A project filling Easter baskets that started out as a parish school of religion project for 25 needy children has “snowballed” its way to an effort filling 733 baskets and involving volunteers as far away as Pennsylvania.

In 2004 Karen Mesler was teaching eighth-grade students in the PSR at All Saints Parish in St. Peters when they came up with a service project to emphasize that Easter is as important if not more important than Christmas. “The idea was to create these Easter baskets, put them together and give them to our St. Vincent de Paul Society” to distribute, Mesler said. 

The point was to make the project a reminder that Easter is a time to celebrate the fact that Jesus had risen from the dead, she noted.

The class embraced the idea, with the 12 students agreeing to bring in items. Mesler avoided asking students to bring in specific items so there was no pressure on them. “We were just going to see what happened,” she said.

When all the donations were gathered, they discovered they had so much stuff that one parent agreed to go out and buy 13 more baskets to fill.

The next year, a new eighth-grade PSR class made 50 baskets. It jumped to 87 the next year.

In 2007, a representative of a program at the parish called Shopping as Jesus Would, which collects and donates items to programs in the community, approached Mesler to expand the Easter basket ministry parish-wide. Students from the PSR and day school along with some adults handed out shopping bags with a list of desired items to parishioners as they left weekend Masses.

==================================================

● EXERCISE REQUIREMENTS
a - Copy everything in the Easter basket article from "The class embraced" down to "the next year.".
b - List every number of baskets given in the Easter basket article, in the order they appear.

● DATA EXTRACTS

==================================================

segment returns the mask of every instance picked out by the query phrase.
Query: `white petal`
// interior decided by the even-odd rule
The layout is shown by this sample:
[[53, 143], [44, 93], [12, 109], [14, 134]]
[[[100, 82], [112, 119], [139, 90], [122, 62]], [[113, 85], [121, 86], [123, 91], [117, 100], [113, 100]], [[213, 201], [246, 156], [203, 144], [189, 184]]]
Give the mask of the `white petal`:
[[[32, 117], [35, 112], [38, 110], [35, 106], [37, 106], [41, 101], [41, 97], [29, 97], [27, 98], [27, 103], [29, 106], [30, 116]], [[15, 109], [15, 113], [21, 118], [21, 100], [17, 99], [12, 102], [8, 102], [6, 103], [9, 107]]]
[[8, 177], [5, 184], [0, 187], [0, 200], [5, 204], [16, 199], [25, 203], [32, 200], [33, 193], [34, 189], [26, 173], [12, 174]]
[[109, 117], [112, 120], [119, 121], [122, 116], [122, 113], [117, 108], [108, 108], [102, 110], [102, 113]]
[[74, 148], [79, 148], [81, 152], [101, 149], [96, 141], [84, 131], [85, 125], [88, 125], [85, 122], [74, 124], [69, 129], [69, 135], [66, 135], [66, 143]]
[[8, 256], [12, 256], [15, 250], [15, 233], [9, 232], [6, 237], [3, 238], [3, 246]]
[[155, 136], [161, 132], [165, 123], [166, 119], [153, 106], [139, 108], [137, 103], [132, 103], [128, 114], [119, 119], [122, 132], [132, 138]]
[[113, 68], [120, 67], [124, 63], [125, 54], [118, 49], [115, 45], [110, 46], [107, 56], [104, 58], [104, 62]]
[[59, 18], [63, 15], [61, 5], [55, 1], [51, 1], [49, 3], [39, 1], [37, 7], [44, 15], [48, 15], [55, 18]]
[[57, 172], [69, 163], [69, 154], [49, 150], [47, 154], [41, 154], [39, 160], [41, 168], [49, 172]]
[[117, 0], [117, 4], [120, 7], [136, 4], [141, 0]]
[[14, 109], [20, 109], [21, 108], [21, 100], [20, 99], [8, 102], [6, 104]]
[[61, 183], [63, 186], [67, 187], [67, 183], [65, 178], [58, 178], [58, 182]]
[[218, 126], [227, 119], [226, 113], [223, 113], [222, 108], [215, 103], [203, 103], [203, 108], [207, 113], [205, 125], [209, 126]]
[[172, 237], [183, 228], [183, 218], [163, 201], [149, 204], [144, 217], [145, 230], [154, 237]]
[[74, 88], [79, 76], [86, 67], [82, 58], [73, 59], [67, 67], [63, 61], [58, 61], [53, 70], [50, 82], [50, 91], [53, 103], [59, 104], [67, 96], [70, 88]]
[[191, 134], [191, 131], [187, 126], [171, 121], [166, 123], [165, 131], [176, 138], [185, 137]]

==================================================

● ANSWER SET
a -
The class embraced the idea, with the 12 students agreeing to bring in items. Mesler avoided asking students to bring in specific items so there was no pressure on them. “We were just going to see what happened,” she said.

When all the donations were gathered, they discovered they had so much stuff that one parent agreed to go out and buy 13 more baskets to fill.

The next year, a new eighth-grade PSR class made 50 baskets. It jumped to 87 the next year.

b - 733, 13, 50, 87